* **Aim of the task**: Take the line that contains "Pin every instance of the distant mountain" as the first and the last line of the material as the final one; set down exactly the lines in that span.

[Some records]
"""
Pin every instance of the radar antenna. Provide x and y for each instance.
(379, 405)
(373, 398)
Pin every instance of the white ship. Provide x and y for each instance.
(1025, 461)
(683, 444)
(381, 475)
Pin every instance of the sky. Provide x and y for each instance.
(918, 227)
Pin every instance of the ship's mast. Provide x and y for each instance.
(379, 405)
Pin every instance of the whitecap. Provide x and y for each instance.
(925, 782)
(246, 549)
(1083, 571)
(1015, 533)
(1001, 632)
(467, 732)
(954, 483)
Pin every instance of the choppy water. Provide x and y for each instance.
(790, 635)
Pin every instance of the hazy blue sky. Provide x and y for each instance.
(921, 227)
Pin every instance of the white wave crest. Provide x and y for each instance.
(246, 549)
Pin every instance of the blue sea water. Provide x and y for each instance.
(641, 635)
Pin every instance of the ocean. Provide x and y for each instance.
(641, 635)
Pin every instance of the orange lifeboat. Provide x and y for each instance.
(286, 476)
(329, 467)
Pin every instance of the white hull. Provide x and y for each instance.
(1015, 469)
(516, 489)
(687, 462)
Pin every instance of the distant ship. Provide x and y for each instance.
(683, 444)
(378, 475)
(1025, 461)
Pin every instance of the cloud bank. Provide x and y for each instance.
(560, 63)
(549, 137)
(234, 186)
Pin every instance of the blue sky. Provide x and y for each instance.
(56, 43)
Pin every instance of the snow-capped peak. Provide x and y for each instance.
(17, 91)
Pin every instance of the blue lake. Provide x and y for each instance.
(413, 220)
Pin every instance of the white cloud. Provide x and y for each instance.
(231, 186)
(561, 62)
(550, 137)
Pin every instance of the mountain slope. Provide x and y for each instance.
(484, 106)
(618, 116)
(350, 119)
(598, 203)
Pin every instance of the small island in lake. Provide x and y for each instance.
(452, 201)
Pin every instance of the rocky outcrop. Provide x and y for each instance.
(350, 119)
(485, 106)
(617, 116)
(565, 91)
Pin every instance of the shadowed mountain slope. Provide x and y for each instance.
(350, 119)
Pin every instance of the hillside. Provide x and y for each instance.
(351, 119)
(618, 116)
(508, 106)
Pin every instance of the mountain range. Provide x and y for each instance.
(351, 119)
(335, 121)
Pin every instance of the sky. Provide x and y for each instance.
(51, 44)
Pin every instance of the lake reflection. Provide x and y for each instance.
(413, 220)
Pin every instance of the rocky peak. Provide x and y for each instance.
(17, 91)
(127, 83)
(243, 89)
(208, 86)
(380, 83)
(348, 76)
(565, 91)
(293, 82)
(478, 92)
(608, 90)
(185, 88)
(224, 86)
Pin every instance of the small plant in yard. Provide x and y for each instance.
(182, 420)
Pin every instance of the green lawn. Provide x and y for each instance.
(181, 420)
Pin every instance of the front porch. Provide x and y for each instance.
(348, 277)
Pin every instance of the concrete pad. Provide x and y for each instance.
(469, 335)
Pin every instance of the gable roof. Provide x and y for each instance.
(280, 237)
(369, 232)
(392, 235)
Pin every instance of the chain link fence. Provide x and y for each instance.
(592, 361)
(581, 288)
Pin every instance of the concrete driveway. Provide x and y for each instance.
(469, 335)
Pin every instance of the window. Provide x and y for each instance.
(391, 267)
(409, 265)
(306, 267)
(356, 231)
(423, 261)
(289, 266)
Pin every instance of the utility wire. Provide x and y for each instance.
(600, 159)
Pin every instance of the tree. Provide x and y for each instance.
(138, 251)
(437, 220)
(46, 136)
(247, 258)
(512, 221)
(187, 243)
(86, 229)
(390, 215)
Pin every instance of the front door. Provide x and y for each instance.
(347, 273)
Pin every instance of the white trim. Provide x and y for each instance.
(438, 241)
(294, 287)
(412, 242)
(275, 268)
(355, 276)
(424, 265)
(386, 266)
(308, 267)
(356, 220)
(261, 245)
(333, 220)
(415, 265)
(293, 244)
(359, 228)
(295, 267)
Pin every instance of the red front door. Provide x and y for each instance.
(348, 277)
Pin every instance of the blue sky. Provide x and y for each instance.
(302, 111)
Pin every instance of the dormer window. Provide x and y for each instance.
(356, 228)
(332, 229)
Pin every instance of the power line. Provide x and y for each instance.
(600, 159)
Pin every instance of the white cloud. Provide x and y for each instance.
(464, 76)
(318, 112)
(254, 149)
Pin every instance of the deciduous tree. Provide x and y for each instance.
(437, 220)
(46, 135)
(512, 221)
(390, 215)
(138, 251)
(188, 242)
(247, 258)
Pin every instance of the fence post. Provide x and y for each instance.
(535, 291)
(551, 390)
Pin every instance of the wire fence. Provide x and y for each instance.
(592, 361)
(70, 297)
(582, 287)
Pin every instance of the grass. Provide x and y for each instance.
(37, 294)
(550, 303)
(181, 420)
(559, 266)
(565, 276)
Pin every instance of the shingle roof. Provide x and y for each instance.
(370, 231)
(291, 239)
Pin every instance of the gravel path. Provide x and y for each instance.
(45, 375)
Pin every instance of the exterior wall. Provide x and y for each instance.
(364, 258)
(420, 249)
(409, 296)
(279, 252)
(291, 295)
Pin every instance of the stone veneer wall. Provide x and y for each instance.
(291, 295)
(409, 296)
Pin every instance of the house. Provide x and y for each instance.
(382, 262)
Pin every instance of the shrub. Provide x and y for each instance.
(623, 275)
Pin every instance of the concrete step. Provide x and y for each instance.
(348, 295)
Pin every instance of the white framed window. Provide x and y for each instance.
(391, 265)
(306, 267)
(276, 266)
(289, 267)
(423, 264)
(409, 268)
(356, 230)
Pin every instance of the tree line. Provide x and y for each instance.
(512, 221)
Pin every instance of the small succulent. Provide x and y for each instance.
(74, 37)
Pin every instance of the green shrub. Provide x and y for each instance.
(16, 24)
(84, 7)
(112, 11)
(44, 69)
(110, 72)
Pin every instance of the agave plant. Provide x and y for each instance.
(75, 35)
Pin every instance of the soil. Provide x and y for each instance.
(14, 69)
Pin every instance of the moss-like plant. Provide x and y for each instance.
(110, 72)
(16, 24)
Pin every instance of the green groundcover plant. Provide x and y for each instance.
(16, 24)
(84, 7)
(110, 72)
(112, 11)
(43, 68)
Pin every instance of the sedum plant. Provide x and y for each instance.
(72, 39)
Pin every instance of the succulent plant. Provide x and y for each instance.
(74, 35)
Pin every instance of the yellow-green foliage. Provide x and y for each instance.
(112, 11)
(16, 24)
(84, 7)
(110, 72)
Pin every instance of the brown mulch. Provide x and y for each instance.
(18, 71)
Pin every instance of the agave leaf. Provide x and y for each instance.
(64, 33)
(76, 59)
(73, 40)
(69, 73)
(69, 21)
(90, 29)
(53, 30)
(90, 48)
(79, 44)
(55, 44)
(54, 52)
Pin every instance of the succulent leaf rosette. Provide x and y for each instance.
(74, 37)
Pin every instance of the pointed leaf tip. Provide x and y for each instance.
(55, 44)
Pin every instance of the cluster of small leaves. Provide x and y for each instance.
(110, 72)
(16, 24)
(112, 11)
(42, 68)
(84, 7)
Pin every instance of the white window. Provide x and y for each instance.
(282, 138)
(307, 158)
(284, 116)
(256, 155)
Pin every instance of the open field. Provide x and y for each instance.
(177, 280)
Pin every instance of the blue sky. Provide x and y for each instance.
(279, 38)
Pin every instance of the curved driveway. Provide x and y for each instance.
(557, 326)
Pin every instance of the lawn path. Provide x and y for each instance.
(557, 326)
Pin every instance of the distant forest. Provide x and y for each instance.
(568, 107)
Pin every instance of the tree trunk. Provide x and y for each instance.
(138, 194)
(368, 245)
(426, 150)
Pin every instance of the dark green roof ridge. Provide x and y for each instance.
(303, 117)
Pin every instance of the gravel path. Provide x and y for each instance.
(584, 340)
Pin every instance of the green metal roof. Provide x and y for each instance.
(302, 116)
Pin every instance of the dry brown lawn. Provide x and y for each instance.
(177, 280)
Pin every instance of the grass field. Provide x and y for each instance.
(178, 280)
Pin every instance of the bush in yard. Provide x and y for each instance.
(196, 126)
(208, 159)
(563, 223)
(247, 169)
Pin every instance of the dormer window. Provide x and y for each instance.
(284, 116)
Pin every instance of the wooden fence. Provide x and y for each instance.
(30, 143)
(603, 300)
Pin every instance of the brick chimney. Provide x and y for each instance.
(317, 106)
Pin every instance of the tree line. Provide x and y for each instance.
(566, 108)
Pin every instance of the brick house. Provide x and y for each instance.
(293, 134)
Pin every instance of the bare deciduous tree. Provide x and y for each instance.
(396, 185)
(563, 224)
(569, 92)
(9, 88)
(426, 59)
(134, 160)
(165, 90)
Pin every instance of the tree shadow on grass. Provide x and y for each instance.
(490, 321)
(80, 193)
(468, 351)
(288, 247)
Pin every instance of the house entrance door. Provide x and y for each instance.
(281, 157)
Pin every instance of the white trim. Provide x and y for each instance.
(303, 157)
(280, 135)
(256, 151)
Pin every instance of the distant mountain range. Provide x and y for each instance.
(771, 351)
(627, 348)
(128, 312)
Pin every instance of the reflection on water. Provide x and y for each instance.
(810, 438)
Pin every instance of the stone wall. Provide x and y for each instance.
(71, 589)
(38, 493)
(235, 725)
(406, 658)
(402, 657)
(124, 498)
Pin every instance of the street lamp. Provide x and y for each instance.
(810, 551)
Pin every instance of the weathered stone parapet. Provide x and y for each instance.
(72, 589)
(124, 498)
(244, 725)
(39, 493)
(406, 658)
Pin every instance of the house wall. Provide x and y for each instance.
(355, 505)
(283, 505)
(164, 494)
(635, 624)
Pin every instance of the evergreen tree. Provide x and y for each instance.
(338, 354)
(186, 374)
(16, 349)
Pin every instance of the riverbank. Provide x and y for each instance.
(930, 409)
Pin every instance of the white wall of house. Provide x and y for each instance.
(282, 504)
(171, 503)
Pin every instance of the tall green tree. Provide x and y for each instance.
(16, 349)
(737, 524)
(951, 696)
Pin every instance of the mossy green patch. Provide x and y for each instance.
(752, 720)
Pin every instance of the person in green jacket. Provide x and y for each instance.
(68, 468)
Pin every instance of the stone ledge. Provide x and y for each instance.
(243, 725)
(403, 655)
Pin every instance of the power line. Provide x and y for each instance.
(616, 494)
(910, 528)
"""
* **Solution to this problem**:
Pin every instance of the distant mountain range. Provide x and y for each instance.
(771, 351)
(627, 348)
(128, 312)
Pin every instance of the reflection on water. Provide x and y for each instance.
(810, 438)
Pin every instance of the stone wall. Provide x and y for each instance.
(71, 589)
(38, 493)
(235, 725)
(406, 658)
(402, 657)
(124, 498)
Pin every instance of the street lamp. Provide x and y for each instance.
(810, 551)
Pin every instance of the weathered stone parapet. Provide x and y for each instance.
(72, 589)
(124, 498)
(244, 725)
(39, 493)
(406, 658)
Pin every instance of the house wall. Provide x and y for each instance.
(355, 505)
(283, 505)
(164, 494)
(635, 624)
Pin every instance of the evergreen tree. Provide x and y for each instance.
(338, 354)
(186, 374)
(16, 349)
Pin every instance of the riverbank. Provide x and y for each instance.
(930, 409)
Pin every instance of the white wall of house. Provide x and y for each instance.
(282, 504)
(171, 503)
Pin every instance of the tall green tree. Provide x and y for each instance.
(16, 349)
(737, 524)
(951, 696)
Pin every instance of the mossy green patch. Provide x and y for each instance.
(752, 720)
Pin every instance of the person in green jacket. Provide x and y for each instance.
(68, 468)
Pin every instance of the stone ledge. Provide x and y for each instance.
(243, 725)
(403, 655)
Pin every instance of the power line. Provide x and y for each instance.
(616, 494)
(910, 528)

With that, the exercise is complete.